→ TEXTE FOURNI
Il était donc logique que le Comité Ki Zerbo accueille le Pr. Chérif Kéïta qui a permis d’exhumer la mémoire oubliée de Nokutela Mdima,  femme sud-africaine, non seulement épouse de John Dube, premier président de l’ANC, mais grande combattante, qui a aussi «planté les semences de la chorale zouloue moderne, et contribué à populariser la chanson Nkosi Sikelel’i Afrika, devenue l’hymne national sud africain». Lazare a précisé que cette projection s’intégrait dans une programmation sur l’Inde, ce qui embellissait encore la mémoire de Nokutela Mdima, puisqu’elle et son mari avaient été liés à Mahatma Gandhi qui avait vécu dans leur pays.

Le Pr. Cheick Mahamadou Chérif Kéïta est né à Bamako, il y a 62 ans. Il passe une partie de son enfance à une quarantaine de km de là, à Djoliba, le village natal de son cousin Salif Kéïta. Il revient à la capitale faire son lycée. C’est à Bruxelles qu’il part ensuite, grâce à une bourse malienne, pour étudier la traduction en français, anglais et russe. Après cinq années studieuses en Belgique, il obtient un poste d’assistant à l’Université de Géorgie (USA), ce qui lui permet de préparer et d’obtenir en 1985 un doctorat en langues romanes. On lui propose un poste de professeur d’université à Carleton College dans le Minnesota. Il y enseigne toujours.

[Enregistrements conservés]
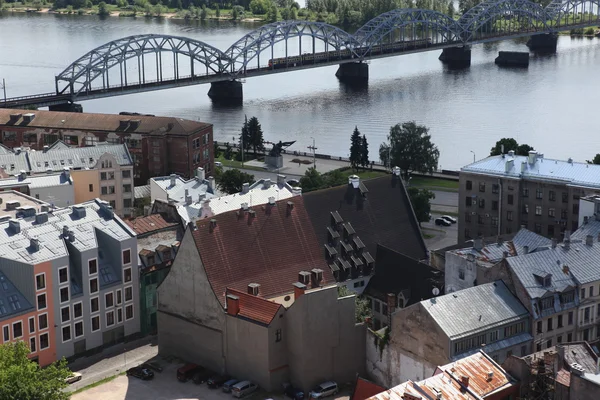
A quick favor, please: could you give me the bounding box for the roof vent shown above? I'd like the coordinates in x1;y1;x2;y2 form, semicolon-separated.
248;283;260;296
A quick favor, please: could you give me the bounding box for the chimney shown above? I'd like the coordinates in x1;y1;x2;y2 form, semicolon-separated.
248;283;260;296
294;282;306;300
8;219;21;233
196;167;205;182
460;375;469;388
310;268;323;288
226;294;240;315
529;150;537;164
585;235;594;246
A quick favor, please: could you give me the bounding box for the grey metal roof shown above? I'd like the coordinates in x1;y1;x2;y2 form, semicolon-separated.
420;281;529;339
461;154;600;188
0;271;33;322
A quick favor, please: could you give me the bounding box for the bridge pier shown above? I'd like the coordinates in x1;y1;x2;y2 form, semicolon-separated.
48;103;83;112
208;81;244;102
527;33;558;53
439;46;471;68
335;62;369;83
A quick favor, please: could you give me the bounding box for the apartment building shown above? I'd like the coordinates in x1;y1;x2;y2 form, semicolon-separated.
0;192;140;365
0;109;214;186
458;151;600;243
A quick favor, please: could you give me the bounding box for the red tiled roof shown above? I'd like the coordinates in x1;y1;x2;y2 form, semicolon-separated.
125;214;177;235
227;288;282;325
350;377;385;400
192;196;335;305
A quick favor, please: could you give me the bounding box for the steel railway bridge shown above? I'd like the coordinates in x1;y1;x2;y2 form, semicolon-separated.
0;0;600;110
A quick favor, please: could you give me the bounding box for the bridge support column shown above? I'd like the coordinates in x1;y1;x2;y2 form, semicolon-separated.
527;33;558;53
335;62;369;83
208;81;244;102
439;46;471;68
48;103;83;112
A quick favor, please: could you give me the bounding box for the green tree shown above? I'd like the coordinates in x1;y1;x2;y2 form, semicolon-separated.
379;121;440;178
215;168;255;194
350;126;362;170
407;187;435;226
300;167;325;192
338;286;371;322
0;341;71;400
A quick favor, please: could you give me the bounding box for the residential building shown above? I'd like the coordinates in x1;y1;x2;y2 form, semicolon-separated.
0;109;214;185
458;151;600;243
367;280;532;387
363;245;444;331
303;174;428;294
0;168;75;207
158;196;366;391
502;342;600;400
443;228;552;293
369;351;520;400
0;192;139;365
126;213;183;335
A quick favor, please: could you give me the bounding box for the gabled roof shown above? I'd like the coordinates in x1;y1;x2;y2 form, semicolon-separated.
192;196;335;305
303;175;427;260
226;288;283;325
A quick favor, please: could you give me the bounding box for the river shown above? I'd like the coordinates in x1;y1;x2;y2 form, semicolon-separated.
0;14;600;169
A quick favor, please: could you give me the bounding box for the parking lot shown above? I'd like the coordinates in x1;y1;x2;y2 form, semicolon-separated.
71;358;351;400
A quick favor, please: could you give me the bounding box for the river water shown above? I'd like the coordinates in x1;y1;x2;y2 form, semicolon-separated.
0;14;600;169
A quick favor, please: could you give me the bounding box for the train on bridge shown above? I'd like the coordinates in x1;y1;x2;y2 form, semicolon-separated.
269;38;431;69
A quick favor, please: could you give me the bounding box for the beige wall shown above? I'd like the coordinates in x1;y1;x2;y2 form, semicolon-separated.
71;169;100;204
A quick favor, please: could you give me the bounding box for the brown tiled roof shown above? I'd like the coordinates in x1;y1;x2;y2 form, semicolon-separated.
125;214;178;235
0;108;211;135
350;377;385;400
302;175;427;260
192;196;335;305
226;288;282;325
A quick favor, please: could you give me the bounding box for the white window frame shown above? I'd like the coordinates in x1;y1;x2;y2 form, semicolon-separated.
88;257;100;278
58;265;70;286
104;310;116;328
60;324;73;343
71;301;83;320
125;304;135;321
38;312;50;331
35;293;48;311
38;332;50;351
90;314;102;332
11;320;25;340
73;320;85;339
35;272;48;293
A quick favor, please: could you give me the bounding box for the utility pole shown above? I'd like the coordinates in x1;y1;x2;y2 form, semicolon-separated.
307;137;317;169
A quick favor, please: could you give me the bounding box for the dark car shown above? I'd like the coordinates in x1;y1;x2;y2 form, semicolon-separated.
192;368;215;385
140;362;162;372
127;367;154;381
206;375;231;389
284;385;304;400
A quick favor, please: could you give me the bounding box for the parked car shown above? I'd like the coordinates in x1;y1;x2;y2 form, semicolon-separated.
65;372;82;385
222;379;239;393
309;381;338;399
127;367;154;381
435;217;452;226
177;364;202;382
192;367;215;385
284;383;304;400
206;375;232;389
442;215;456;224
231;381;258;399
140;362;162;372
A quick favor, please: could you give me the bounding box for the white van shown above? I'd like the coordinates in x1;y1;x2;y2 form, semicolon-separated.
308;381;338;399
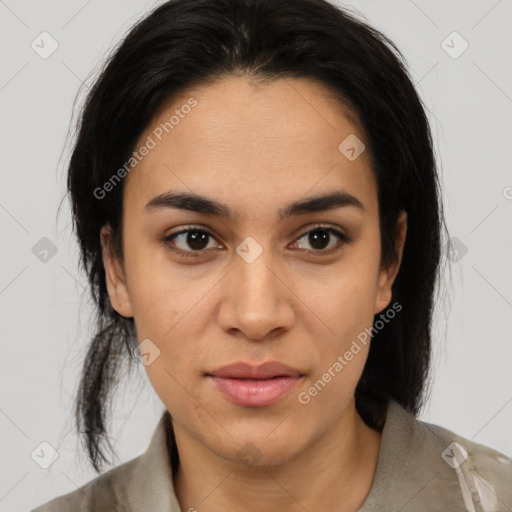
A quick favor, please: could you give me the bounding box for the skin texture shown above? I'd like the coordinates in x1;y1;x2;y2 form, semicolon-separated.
101;77;406;512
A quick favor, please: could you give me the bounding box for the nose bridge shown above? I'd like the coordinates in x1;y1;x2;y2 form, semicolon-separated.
235;236;280;311
221;237;293;339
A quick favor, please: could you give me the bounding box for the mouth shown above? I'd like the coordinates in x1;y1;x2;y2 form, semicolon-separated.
205;361;304;407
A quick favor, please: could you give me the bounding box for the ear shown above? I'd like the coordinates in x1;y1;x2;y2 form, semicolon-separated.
100;224;133;318
375;210;407;314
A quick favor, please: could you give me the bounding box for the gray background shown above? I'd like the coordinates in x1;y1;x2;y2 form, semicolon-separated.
0;0;512;512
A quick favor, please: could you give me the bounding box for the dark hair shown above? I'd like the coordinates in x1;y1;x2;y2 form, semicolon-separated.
62;0;446;473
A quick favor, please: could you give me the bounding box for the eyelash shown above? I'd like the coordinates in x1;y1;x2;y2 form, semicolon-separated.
162;224;352;258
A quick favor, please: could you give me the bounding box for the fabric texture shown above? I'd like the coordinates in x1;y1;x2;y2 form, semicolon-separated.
32;401;512;512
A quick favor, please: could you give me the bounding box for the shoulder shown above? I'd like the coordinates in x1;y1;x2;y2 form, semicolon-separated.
31;457;140;512
419;414;512;510
31;412;180;512
387;402;512;512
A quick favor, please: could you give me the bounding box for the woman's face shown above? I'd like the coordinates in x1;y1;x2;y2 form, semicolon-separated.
102;77;405;464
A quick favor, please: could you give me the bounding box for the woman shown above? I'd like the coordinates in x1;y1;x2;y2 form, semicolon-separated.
36;0;512;512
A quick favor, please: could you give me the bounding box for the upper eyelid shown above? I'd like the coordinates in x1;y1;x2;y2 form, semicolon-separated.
168;223;350;249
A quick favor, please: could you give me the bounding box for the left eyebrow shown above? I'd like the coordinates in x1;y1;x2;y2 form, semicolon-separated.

→ CONSIGNES
1. Selon le texte sur le Pr. Chérif Kéïta, en quelle année celui-ci a-t-il obtenu son doctorat en langues romanes ?
2. Reproduisez à l'identique la partie du texte sur le Pr. Chérif Kéïta comprise entre « Il était donc » et « dans leur pays. », ces deux passages inclus.
3. Reprenez le texte sur le Pr. Chérif Kéïta là où il s'interrompt et poursuivez-le.

→ RÉPONSES AUX CONSIGNES
1. En 1985.

2.
Il était donc logique que le Comité Ki Zerbo accueille le Pr. Chérif Kéïta qui a permis d’exhumer la mémoire oubliée de Nokutela Mdima,  femme sud-africaine, non seulement épouse de John Dube, premier président de l’ANC, mais grande combattante, qui a aussi «planté les semences de la chorale zouloue moderne, et contribué à populariser la chanson Nkosi Sikelel’i Afrika, devenue l’hymne national sud africain». Lazare a précisé que cette projection s’intégrait dans une programmation sur l’Inde, ce qui embellissait encore la mémoire de Nokutela Mdima, puisqu’elle et son mari avaient été liés à Mahatma Gandhi qui avait vécu dans leur pays.

3.
Lors d’un retour au Mali, il rencontre et épouse Maïmona Touré, une Ivoirienne d’origine malienne. Il l’emmène vivre aux USA en 1985.  Leurs 4 enfants, 3 filles et un garçon, y sont nés. Ils sont tous bi-nationaux. Dans son département de français et d’études francophones, il est chargé de la littérature francophone et des Caraïbes, et est affilié à un programme d’études africaines et afro-américaines. Il fait également partie du département des médias et cinéma.  À Carleton College, il a développé un programme qui lui permet d’emmener, tous les deux ans, ses étudiants américains au Mali pour un séjour d’étude de deux mois et demi. C’est un autre programme, qui, en janvier 1999, l’a conduit en Afrique du Sud, avec 17 étudiants, pendant un mois.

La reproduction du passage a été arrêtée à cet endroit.